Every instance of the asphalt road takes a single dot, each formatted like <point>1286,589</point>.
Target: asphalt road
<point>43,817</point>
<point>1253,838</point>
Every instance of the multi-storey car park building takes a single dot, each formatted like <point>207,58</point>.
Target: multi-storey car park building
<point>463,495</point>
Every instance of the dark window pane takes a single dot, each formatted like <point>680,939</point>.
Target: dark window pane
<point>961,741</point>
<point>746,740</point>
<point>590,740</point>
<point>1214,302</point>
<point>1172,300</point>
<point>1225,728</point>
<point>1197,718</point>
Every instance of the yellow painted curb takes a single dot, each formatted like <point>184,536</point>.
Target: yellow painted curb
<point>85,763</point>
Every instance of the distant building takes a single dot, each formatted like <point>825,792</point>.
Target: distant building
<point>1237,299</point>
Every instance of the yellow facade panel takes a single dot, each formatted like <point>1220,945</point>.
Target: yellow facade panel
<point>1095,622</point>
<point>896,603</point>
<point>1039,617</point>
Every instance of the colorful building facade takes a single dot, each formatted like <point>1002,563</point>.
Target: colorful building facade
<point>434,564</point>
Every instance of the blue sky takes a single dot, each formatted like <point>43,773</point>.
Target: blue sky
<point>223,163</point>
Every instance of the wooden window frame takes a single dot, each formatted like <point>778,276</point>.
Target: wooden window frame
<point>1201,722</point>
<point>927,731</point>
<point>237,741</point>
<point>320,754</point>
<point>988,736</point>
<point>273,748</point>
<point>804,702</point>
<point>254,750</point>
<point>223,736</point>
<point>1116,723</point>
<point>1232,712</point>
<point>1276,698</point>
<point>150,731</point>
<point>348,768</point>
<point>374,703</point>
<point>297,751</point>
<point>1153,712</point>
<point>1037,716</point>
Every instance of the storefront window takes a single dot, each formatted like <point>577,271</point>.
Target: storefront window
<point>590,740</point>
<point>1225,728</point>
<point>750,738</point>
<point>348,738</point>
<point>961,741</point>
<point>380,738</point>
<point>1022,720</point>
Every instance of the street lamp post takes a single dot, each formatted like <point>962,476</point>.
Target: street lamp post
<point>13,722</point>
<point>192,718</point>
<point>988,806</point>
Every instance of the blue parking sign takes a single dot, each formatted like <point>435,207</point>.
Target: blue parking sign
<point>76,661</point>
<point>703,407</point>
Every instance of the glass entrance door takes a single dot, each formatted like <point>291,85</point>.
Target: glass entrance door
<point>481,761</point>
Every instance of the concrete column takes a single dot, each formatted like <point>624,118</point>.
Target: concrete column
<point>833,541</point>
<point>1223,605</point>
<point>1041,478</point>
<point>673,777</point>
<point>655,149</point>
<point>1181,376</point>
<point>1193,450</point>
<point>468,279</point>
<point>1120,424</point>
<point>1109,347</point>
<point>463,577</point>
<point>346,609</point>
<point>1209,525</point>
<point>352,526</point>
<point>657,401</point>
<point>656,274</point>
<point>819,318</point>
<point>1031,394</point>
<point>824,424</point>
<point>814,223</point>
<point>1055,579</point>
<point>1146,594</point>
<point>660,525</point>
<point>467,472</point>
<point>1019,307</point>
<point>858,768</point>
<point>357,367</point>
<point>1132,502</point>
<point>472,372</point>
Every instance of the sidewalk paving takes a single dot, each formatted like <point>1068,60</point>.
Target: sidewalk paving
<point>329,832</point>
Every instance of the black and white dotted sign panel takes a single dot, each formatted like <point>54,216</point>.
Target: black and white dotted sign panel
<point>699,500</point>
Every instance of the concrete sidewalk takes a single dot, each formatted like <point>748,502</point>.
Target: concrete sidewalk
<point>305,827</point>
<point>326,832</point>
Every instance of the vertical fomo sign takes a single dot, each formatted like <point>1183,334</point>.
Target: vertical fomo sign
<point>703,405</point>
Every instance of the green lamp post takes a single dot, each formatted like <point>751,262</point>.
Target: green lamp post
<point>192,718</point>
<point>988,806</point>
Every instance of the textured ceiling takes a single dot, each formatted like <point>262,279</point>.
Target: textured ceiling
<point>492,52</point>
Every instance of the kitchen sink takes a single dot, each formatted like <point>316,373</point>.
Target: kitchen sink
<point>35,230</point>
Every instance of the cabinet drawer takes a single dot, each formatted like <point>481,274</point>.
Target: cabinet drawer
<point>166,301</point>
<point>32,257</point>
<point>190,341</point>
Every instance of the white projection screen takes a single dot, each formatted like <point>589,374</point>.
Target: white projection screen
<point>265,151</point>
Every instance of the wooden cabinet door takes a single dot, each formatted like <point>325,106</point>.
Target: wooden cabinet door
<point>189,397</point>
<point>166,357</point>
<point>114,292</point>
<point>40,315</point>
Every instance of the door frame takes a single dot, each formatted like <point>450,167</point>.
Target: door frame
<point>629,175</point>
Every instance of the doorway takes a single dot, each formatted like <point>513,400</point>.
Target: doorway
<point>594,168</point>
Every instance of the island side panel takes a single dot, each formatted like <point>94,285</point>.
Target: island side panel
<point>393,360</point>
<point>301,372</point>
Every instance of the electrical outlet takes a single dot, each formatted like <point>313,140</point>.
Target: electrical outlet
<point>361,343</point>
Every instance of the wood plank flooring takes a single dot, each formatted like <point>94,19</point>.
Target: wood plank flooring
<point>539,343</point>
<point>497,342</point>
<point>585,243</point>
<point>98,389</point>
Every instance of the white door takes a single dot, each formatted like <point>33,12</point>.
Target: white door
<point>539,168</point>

◇ ◇ ◇ ◇ ◇ ◇ ◇

- Exercise -
Quote in full each line from the top of the records above through the line with "Every instance of the dark"; stop after that line.

- Result of this exercise -
Every instance of the asphalt road takes a single dot, each formatted like <point>1286,589</point>.
Target: asphalt road
<point>43,817</point>
<point>1253,838</point>
Every instance of the multi-storey car park building takes a single dot, each formatted like <point>207,58</point>.
Target: multi-storey car park building
<point>463,495</point>
Every instance of the dark window pane takes a single dot, each formatted like <point>680,939</point>.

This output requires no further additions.